* _Problem to solve_
Reproduce the data below word for word, keeping every line as it appears. Leave the pictures out of your copy.

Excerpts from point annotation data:
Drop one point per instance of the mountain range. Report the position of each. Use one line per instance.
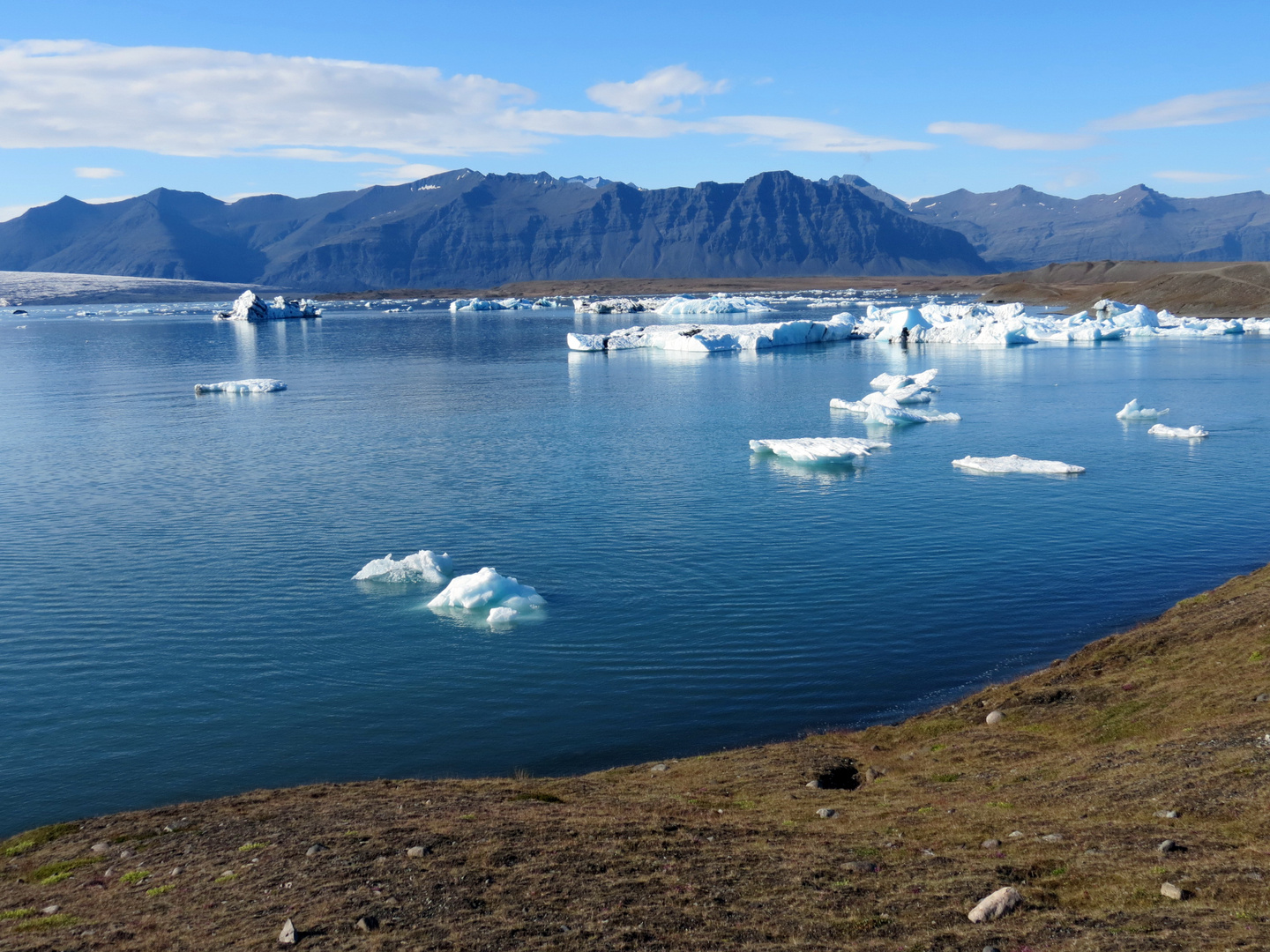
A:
(467, 228)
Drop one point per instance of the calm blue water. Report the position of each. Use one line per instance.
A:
(176, 619)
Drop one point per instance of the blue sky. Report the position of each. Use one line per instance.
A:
(106, 100)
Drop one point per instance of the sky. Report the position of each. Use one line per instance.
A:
(108, 100)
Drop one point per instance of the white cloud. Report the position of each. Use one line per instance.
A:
(97, 173)
(981, 133)
(1197, 109)
(1195, 178)
(658, 93)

* _Answer for the task_
Drop one point per instance of the mountain range. Report the position of each. Use one line per instance.
A:
(467, 228)
Drop one point per instance of the calm blue water. Report the position of each. Use one line per instance.
A:
(176, 619)
Drop one point per instance of the blue sky. Report the position of each. Use one line per instance.
A:
(106, 100)
Drop one point per instance of the sky. Report the position of each. Use one line per instance.
A:
(108, 100)
Drop one point per instance of the white cloud. Report the position of each. Use one line per instance.
A:
(97, 173)
(981, 133)
(1197, 109)
(1195, 178)
(658, 93)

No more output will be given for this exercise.